• **STUDY TEXT**
[Start of Attachment]

Do Girl Dogs Mark Their Spots?

by Naomi Millburn
    Unfamiliar things often encourage dogs of both sexes to mark.

    Unfamiliar things often encourage dogs of both sexes to mark.

    Jupiterimages/Brand X Pictures/Getty Images

    If you think of territorial urine marking as a behavior exclusive to male dogs, think again. Although marking occurs even more often in male canines, females partake in their fair share of labeling their personal "spots," too. Gender offers no guarantees when it comes to this pesky, messy but totally normal behavior.

    About Territorial Urine Marking

    Canines naturally possess strong territorial instincts, like many other animals. If a dog considers a certain location or item as being her own, whether a doggie bed or easy chair, she might label it as being so to keep outsiders away. Urine marking is just a common way in which dogs "mark" something as a personal belonging. If a dog feels tense and upset about her owner's adoption of another pet, she might "declare" her status in the home by marking some of her favorite, most frequented spots, for example. In doing this, she's essentially telling the newbie to keep away from her turf.

    Gender and Marking

    As indicated previously, girl dogs do mark their territory. The behavior is, however, most prevalent in male dogs who haven't been neutered. Female dogs who are neutered also tend to mark less than those who haven't been. If you're looking for a new animal to welcome into your life, don't assume that territorial marking is absent or even rare in females.

[End of Attachment]

• **REQUIRED ACTION 1**
Name every word the dog-marking article sets in quotation marks.
• **REQUIRED ACTION 2**
Copy the dog-marking article from "Gender and Marking" to "rare in females.", changing "prevalent" to "common".

• **DATA EXTRACT**
[Start of Attachment]

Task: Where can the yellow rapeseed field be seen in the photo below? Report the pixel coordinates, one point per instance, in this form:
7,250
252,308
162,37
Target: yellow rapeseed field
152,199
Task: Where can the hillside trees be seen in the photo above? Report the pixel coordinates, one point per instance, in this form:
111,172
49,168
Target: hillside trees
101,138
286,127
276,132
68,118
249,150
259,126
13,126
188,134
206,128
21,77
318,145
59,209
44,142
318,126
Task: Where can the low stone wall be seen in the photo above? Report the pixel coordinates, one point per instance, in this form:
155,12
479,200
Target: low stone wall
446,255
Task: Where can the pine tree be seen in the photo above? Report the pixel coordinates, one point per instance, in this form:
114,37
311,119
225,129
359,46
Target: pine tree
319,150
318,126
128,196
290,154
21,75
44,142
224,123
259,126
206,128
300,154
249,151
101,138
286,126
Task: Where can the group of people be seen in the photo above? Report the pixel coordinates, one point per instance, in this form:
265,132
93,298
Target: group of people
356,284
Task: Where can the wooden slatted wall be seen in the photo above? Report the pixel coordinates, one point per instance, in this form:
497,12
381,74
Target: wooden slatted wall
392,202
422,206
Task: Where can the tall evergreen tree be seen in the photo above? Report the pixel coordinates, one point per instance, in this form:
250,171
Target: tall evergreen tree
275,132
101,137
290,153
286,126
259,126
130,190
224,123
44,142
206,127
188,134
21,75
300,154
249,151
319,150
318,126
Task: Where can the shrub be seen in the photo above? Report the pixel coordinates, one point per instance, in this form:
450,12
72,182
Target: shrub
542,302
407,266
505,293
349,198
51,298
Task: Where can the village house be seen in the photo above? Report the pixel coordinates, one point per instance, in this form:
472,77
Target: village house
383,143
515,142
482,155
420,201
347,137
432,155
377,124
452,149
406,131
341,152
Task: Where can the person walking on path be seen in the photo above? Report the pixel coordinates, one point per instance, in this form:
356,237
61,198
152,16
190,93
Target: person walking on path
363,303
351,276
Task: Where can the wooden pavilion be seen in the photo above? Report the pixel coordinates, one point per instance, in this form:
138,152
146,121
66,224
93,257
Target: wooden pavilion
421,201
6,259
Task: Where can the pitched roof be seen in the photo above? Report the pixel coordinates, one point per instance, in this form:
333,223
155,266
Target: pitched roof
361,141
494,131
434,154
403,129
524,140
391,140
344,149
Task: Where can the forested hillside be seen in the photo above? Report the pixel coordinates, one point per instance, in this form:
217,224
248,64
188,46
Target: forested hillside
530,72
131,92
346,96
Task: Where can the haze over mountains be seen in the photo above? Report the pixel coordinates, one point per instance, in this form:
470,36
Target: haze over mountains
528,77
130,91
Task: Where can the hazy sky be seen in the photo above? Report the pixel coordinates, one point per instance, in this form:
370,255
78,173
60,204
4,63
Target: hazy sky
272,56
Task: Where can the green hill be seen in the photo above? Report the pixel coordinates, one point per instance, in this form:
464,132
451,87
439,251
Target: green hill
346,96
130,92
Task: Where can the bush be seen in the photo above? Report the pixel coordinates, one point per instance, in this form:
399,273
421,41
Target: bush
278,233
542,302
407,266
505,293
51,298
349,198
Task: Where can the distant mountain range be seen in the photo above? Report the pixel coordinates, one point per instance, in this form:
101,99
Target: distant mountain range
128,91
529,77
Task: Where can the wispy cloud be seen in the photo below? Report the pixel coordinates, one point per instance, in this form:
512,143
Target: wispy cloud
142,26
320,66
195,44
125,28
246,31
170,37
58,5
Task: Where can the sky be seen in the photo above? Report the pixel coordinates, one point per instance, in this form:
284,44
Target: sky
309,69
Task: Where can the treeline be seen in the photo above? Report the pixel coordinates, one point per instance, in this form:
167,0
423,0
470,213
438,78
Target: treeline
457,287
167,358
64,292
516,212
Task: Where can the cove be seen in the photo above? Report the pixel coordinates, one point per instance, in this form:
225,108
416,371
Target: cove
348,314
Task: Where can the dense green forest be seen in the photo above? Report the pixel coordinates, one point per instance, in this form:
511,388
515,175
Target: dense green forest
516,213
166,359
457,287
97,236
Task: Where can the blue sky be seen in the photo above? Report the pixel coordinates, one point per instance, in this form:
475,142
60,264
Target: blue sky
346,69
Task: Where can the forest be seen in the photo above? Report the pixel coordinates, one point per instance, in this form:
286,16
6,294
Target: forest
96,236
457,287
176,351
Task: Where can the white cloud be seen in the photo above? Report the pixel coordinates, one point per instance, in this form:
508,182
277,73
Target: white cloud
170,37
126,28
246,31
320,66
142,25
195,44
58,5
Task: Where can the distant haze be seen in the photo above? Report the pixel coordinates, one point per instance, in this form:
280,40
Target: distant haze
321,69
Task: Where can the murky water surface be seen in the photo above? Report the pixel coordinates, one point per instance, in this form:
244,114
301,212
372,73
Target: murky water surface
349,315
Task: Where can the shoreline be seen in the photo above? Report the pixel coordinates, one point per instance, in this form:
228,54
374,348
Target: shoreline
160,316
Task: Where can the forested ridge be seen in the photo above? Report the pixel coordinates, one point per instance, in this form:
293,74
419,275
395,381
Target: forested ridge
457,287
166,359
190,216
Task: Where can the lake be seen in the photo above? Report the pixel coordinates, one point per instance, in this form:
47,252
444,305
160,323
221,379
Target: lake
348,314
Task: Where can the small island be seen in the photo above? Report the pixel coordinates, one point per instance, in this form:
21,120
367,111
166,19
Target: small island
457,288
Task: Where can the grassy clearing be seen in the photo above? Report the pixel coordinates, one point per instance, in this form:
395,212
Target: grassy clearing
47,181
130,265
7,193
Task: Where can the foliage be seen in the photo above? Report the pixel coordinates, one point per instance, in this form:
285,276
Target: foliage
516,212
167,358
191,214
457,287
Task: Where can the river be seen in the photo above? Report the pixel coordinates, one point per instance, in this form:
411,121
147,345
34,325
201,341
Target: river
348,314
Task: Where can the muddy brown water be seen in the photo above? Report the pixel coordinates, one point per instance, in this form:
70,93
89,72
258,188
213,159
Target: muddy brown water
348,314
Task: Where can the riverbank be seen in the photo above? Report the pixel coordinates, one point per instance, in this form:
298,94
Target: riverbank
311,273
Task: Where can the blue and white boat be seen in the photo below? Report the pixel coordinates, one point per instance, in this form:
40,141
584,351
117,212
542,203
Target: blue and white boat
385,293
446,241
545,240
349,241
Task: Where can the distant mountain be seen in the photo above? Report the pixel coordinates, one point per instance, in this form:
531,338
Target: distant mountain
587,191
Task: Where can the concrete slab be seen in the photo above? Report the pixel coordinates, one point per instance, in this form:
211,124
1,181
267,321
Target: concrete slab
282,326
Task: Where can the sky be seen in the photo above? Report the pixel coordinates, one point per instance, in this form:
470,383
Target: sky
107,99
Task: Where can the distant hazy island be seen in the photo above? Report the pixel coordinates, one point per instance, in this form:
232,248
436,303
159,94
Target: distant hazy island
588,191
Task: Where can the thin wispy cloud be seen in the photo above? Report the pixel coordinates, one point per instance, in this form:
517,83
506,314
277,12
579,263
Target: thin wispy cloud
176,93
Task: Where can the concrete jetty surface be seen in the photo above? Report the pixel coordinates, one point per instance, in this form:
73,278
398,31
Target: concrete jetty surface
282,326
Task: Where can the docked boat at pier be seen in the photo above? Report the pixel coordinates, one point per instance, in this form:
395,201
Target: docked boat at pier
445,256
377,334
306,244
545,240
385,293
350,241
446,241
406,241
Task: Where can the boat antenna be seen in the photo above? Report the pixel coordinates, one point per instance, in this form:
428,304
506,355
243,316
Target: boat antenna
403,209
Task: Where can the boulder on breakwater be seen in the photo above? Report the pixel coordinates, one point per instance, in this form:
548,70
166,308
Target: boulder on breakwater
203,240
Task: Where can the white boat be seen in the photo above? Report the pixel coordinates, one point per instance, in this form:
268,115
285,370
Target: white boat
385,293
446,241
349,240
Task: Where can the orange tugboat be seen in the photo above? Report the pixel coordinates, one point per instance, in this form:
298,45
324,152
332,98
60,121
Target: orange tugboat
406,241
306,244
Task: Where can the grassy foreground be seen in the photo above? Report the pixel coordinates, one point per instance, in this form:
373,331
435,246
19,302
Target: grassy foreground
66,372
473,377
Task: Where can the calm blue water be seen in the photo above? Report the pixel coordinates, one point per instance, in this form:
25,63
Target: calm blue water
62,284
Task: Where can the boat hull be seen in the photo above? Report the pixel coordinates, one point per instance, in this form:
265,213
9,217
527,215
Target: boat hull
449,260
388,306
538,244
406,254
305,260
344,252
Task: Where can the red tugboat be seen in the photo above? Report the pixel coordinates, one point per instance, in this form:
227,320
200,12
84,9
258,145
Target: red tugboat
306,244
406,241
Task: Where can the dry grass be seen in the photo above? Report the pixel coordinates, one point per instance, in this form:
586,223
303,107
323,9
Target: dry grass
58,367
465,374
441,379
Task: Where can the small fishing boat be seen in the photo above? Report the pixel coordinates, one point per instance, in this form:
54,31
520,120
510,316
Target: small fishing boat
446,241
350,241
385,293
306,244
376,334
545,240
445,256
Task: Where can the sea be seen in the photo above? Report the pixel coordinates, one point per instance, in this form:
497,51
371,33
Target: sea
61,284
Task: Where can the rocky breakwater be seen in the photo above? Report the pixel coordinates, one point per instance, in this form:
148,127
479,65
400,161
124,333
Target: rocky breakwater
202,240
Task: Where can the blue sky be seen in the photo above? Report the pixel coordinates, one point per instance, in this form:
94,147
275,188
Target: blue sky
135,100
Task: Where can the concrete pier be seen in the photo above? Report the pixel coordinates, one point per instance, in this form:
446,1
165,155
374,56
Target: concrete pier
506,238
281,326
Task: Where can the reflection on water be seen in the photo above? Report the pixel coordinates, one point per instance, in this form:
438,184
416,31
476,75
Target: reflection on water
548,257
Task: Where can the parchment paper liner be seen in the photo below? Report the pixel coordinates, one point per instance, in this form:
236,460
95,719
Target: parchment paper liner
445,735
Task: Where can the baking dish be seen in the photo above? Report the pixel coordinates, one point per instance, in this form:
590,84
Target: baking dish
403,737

[End of Attachment]

• **ANSWER BOX 1**
spots, mark, declare

• **ANSWER BOX 2**
Gender and Marking

    As indicated previously, girl dogs do mark their territory. The behavior is, however, most common in male dogs who haven't been neutered. Female dogs who are neutered also tend to mark less than those who haven't been. If you're looking for a new animal to welcome into your life, don't assume that territorial marking is absent or even rare in females.